• [Page]:
** begin **

Sample Analysis of Coca Cola’s Business Environment in China
This paper’s purpose was to analyze Coca Cola’s business environment in China and develop frameworks for managing employees. Based on this report, it is evident that the Chinese business environment faces several challenges, which may be in the form of political, social, environmental, and legal factors among others. Therefore, while operating in the Chinese business environment, it will be imperative for Coca Cola to develop strategies that can enable it to address these challenges. The paper also analyzed Coca Cola’s internationalization and growth strategy in China. According to this report, Coca Cola ventured into the Chinese market through different strategies. The main strategies that this firm used include joint ventures and low-cost strategy. Moreover, it increased its market share in the Chinese market through product differentiation.
This paper further analyzed the host country’s cultural profile. It also analyzed the parent company’s cultural profile. Based on the analysis, it was determined that both the host and parent countries have different cultural practices and values. Such cultural practices and values are likely to assist expatriates to understand the local employees’ practices, behaviors, and attitudes. While venturing into the Chinese market, Coca Cola used the ethnocentric staffing policy. After establishing itself into the market, it adopted the use of polycentric and geocentric staffing policies. Coca Cola has also used different decision-making, motivational, and leadership systems to be effective in the Chinese business environment. Expatriate managers are likely to face a wide range of communication problems in the Chinese business environment. They can overcome such problems through preparation and training programs. Moreover, they may also face significant social responsibility and ethical issues while operating in the Chinese market.

** end **

• [Dataset]:
** begin **

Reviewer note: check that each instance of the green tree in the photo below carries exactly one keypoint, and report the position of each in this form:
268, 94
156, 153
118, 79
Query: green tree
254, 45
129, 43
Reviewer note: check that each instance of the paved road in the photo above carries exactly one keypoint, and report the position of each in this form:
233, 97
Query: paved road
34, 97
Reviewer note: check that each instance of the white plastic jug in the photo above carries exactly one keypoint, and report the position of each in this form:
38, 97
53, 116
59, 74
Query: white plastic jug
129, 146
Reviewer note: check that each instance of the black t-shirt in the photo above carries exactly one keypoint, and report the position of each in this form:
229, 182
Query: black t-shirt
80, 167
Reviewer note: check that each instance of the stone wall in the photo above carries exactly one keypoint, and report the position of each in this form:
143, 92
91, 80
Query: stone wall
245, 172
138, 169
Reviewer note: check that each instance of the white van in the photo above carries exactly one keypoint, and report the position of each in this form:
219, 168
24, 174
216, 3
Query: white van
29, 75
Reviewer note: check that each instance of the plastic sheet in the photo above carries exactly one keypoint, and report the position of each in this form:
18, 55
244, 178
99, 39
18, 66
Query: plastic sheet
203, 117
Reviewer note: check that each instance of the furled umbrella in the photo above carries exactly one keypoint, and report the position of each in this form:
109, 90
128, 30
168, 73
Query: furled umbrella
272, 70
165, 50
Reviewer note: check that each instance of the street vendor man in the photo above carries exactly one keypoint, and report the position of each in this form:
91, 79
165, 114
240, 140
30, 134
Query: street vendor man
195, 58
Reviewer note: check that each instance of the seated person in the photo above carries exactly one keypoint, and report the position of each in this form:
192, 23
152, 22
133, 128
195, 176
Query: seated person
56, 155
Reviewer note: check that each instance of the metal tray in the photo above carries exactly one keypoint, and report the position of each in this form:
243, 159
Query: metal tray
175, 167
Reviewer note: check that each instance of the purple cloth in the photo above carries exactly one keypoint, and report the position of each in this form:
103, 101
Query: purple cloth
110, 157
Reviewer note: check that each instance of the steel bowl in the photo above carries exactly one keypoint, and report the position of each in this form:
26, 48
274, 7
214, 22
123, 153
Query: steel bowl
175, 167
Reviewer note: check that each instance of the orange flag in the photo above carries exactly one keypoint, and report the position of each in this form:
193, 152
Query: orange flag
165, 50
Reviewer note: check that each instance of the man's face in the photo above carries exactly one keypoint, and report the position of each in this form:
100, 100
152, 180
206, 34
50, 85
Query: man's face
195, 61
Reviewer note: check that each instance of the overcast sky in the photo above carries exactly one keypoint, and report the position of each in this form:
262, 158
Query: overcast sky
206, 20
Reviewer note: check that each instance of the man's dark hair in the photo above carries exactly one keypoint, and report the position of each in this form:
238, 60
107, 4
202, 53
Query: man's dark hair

** end **

• [Task details]:
Write out the full sample analysis of Coca Cola's business environment in China word for word. Work only from the text itself.

• [Solution to the exercise]:
Sample Analysis of Coca Cola’s Business Environment in China
This paper’s purpose was to analyze Coca Cola’s business environment in China and develop frameworks for managing employees. Based on this report, it is evident that the Chinese business environment faces several challenges, which may be in the form of political, social, environmental, and legal factors among others. Therefore, while operating in the Chinese business environment, it will be imperative for Coca Cola to develop strategies that can enable it to address these challenges. The paper also analyzed Coca Cola’s internationalization and growth strategy in China. According to this report, Coca Cola ventured into the Chinese market through different strategies. The main strategies that this firm used include joint ventures and low-cost strategy. Moreover, it increased its market share in the Chinese market through product differentiation.
This paper further analyzed the host country’s cultural profile. It also analyzed the parent company’s cultural profile. Based on the analysis, it was determined that both the host and parent countries have different cultural practices and values. Such cultural practices and values are likely to assist expatriates to understand the local employees’ practices, behaviors, and attitudes. While venturing into the Chinese market, Coca Cola used the ethnocentric staffing policy. After establishing itself into the market, it adopted the use of polycentric and geocentric staffing policies. Coca Cola has also used different decision-making, motivational, and leadership systems to be effective in the Chinese business environment. Expatriate managers are likely to face a wide range of communication problems in the Chinese business environment. They can overcome such problems through preparation and training programs. Moreover, they may also face significant social responsibility and ethical issues while operating in the Chinese market.